--- Selection ---

· · · · · · ·

# Opening Stated Meeting in an EAM Lodge?



## Smokey613 (Feb 9, 2009)

Has anyone been to a stated meeting opened in an EAM Lodge? Just curious if this was still permitted as passed a year or 2 ago.


----------



## eagle1966 (Feb 9, 2009)

*EA stated meetings*

we here at Clyde Lodge 1056 have had several since we have had a couple of EA and FC working in the last 6 months and have been to several others inthe lodges in Abilene


----------



## RJS (Feb 9, 2009)

I have not.


----------



## dwbailey (Feb 9, 2009)

*EStated meeting in an EA lodge*

Justin 963 has held stated meetings in an EA lodge, as recently as last week (only when an EA showed up and wished to participate).


----------



## TCShelton (Feb 9, 2009)

At 148, all of our stated meetings are opened in the EA.


----------



## jwardl (Feb 9, 2009)

Not us -- though we do hold an open portion that EA's,  FC's, and visitors are allowed to attend.


----------



## Jon D. Smith (Feb 9, 2009)

It was offered when I was an EA and an FC. I thought that it was more important to stay outside and continue my studies. I felt that patience was an important virtue and that I needed to earn my place in the Lodge.


----------



## Bro. Stewart P.M. (Feb 9, 2009)

Our Junior Past Master opened in EAM on several occasions. Our current WM chooses not to open in anything other than MM.

Personally the evenings that I spent outside the tyled door encouraged me to finish my work... but thats just me.


----------



## KD5NM (Feb 9, 2009)

We always open in an EA if there is an EA or FC present.
Bill Gordon
Malakoff 759


----------



## jonesvilletexas (Feb 9, 2009)

Yes Melrose has opened in an EA and I for one see no need.


----------



## Bill Lins (Feb 9, 2009)

Our last WM refused to do it, but our current WM has opened in the EA on several occasions. When we do so, we instruct the EA's present not to vote on any issues. It generally hasn't caused any problems.


----------



## fairbanks1363pm (Feb 10, 2009)

we have most of our meetings in an ea lodge.  we usualy have 1-4ea's at lodge so instead of sending them home when we go upstairs they stay and participate in our meetings.  i think this keeps them active.


----------



## rhitland (Feb 10, 2009)

148 has opened in EA seeminlg since the law passed. I have been told by EAs they enjoy sitting in the meetings and get alot out of them. We always have a education paper at stated meeting that would be ashame for EAs to miss. I think this was one of the best boldest move for the Craft going back to the way it was done in the begining by opening in EA.


----------



## Ben Rodriguez (Feb 10, 2009)

dwbailey said:


> Justin 963 has held stated meetings in an EA lodge, as recently as last week (only when an EA showed up and wished to participate).



I visited the Justin Lodge 963 this previous last week. So I was that EA for the night


----------



## Wingnut (Feb 10, 2009)

We always open in an EA.  There has been a few occasions when we opened in a MM did a proficency then dropped to EA and back to MM to close.  (Or FC on 1 or 2 occasions).


----------



## Joey (Feb 10, 2009)

I will open an EA of FC lodge if there is one present. The only time I refused to is when I had my official DDGM visit.

· · · · · · ·

Rows from a box-labeling dataset:
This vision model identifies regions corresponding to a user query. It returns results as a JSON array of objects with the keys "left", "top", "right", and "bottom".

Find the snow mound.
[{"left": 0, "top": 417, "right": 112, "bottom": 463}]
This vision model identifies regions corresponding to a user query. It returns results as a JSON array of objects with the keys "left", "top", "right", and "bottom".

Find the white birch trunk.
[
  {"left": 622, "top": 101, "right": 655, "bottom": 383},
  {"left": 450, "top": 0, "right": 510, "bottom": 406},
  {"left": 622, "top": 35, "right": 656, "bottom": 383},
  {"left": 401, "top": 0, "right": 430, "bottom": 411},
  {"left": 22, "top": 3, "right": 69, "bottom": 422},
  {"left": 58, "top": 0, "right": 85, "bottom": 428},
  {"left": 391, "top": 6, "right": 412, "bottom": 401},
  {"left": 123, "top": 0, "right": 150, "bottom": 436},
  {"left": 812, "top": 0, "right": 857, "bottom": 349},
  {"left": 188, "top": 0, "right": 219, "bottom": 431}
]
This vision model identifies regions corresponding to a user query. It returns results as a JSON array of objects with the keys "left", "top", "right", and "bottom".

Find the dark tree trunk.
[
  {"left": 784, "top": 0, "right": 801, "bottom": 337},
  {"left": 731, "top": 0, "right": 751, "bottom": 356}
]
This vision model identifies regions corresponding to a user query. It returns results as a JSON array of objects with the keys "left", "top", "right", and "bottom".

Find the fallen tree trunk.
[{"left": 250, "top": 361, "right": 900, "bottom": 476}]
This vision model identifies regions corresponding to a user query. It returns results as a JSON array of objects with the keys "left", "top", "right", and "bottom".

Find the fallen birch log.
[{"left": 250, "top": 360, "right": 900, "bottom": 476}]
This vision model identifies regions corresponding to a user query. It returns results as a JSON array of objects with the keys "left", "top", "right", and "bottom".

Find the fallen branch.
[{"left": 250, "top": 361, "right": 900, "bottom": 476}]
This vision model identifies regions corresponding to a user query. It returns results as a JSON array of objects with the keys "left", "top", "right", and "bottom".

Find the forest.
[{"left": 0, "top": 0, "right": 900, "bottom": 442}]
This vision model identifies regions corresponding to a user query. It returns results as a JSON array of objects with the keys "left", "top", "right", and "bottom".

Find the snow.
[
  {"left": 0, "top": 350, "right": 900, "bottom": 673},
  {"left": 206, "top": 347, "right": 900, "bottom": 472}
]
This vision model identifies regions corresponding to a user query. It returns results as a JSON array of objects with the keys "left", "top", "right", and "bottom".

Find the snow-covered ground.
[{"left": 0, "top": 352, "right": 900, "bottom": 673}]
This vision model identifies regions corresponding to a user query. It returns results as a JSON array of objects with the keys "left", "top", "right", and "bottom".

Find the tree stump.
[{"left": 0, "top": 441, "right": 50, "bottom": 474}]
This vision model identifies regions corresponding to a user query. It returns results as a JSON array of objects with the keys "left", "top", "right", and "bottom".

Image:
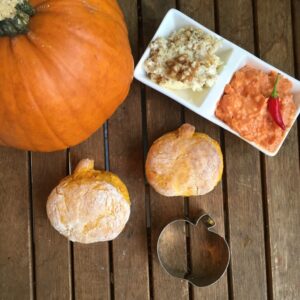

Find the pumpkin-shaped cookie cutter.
[{"left": 157, "top": 211, "right": 230, "bottom": 287}]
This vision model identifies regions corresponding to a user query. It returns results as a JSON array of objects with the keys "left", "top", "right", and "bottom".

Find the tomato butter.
[{"left": 215, "top": 66, "right": 296, "bottom": 152}]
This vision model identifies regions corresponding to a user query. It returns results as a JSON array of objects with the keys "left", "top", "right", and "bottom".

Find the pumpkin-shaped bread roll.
[
  {"left": 146, "top": 124, "right": 223, "bottom": 196},
  {"left": 47, "top": 159, "right": 130, "bottom": 244}
]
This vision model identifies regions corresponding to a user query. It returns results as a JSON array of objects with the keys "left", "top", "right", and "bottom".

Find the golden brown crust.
[
  {"left": 47, "top": 159, "right": 130, "bottom": 243},
  {"left": 146, "top": 124, "right": 223, "bottom": 196}
]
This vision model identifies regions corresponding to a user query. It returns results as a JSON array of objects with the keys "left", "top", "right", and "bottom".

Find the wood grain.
[
  {"left": 218, "top": 0, "right": 267, "bottom": 299},
  {"left": 142, "top": 0, "right": 189, "bottom": 300},
  {"left": 256, "top": 0, "right": 300, "bottom": 299},
  {"left": 0, "top": 147, "right": 33, "bottom": 300},
  {"left": 70, "top": 128, "right": 110, "bottom": 300},
  {"left": 32, "top": 151, "right": 71, "bottom": 299},
  {"left": 109, "top": 1, "right": 150, "bottom": 300},
  {"left": 179, "top": 0, "right": 228, "bottom": 299}
]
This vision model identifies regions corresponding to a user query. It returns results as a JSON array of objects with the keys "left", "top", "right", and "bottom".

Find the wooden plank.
[
  {"left": 218, "top": 0, "right": 267, "bottom": 299},
  {"left": 180, "top": 0, "right": 228, "bottom": 299},
  {"left": 142, "top": 0, "right": 189, "bottom": 300},
  {"left": 70, "top": 128, "right": 110, "bottom": 300},
  {"left": 32, "top": 151, "right": 71, "bottom": 299},
  {"left": 256, "top": 0, "right": 300, "bottom": 299},
  {"left": 292, "top": 0, "right": 300, "bottom": 77},
  {"left": 108, "top": 0, "right": 150, "bottom": 300},
  {"left": 0, "top": 147, "right": 33, "bottom": 300}
]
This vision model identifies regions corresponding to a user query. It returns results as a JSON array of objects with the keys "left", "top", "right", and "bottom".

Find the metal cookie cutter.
[{"left": 157, "top": 212, "right": 230, "bottom": 287}]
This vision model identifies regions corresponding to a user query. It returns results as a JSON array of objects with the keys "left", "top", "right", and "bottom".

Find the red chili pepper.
[{"left": 268, "top": 74, "right": 285, "bottom": 130}]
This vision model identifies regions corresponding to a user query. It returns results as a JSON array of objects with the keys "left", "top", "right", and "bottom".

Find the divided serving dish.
[{"left": 134, "top": 9, "right": 300, "bottom": 156}]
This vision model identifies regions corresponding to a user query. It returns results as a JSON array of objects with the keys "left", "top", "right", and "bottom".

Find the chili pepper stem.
[{"left": 271, "top": 73, "right": 280, "bottom": 98}]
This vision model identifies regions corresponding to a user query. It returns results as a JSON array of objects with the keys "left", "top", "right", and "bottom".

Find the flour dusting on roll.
[{"left": 47, "top": 159, "right": 130, "bottom": 244}]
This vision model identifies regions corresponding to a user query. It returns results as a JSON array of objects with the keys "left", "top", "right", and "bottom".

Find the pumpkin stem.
[{"left": 0, "top": 0, "right": 35, "bottom": 37}]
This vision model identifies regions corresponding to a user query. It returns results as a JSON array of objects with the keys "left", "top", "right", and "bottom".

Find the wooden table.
[{"left": 0, "top": 0, "right": 300, "bottom": 300}]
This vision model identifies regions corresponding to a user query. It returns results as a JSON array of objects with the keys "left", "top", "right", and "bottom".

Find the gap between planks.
[
  {"left": 27, "top": 151, "right": 36, "bottom": 300},
  {"left": 252, "top": 0, "right": 273, "bottom": 300}
]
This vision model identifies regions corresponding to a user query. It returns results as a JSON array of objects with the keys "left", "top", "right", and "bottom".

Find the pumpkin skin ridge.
[
  {"left": 26, "top": 32, "right": 95, "bottom": 135},
  {"left": 27, "top": 32, "right": 118, "bottom": 137},
  {"left": 11, "top": 37, "right": 68, "bottom": 151},
  {"left": 5, "top": 39, "right": 56, "bottom": 150},
  {"left": 15, "top": 35, "right": 87, "bottom": 147},
  {"left": 0, "top": 0, "right": 134, "bottom": 152},
  {"left": 29, "top": 2, "right": 134, "bottom": 130}
]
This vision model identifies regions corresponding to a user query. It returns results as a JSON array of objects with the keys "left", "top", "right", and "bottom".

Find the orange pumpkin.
[{"left": 0, "top": 0, "right": 133, "bottom": 151}]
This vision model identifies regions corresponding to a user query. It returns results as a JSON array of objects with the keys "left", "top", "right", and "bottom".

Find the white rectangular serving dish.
[{"left": 134, "top": 9, "right": 300, "bottom": 156}]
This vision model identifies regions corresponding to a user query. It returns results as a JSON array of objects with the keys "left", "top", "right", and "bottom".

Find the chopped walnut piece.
[{"left": 144, "top": 27, "right": 222, "bottom": 91}]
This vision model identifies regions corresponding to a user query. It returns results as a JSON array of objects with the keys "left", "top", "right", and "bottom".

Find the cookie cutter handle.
[{"left": 195, "top": 209, "right": 216, "bottom": 229}]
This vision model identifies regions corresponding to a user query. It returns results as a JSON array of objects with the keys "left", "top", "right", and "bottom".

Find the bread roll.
[
  {"left": 146, "top": 124, "right": 223, "bottom": 197},
  {"left": 47, "top": 159, "right": 130, "bottom": 244}
]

· · · · · · ·

--- What is asked ---
[A] Answer these questions from the thread:
(i) Which lodge does eagle1966 name?
(ii) When their lodge opens in the EA, what does Bill Lins say the EA's present are told?
(iii) What is the only time Joey refused to open an EA or FC lodge?
[B] Set down the stretch of the thread that starts with the words "## fairbanks1363pm (Feb" and ends with "opening in EA.".
Nothing in the entries is needed here.

--- Answers below ---
[A]
(i) Clyde Lodge 1056.
(ii) Not to vote on any issues.
(iii) At the official DDGM visit.

[B]
## fairbanks1363pm (Feb 10, 2009)

we have most of our meetings in an ea lodge.  we usualy have 1-4ea's at lodge so instead of sending them home when we go upstairs they stay and participate in our meetings.  i think this keeps them active.


----------



## rhitland (Feb 10, 2009)

148 has opened in EA seeminlg since the law passed. I have been told by EAs they enjoy sitting in the meetings and get alot out of them. We always have a education paper at stated meeting that would be ashame for EAs to miss. I think this was one of the best boldest move for the Craft going back to the way it was done in the begining by opening in EA.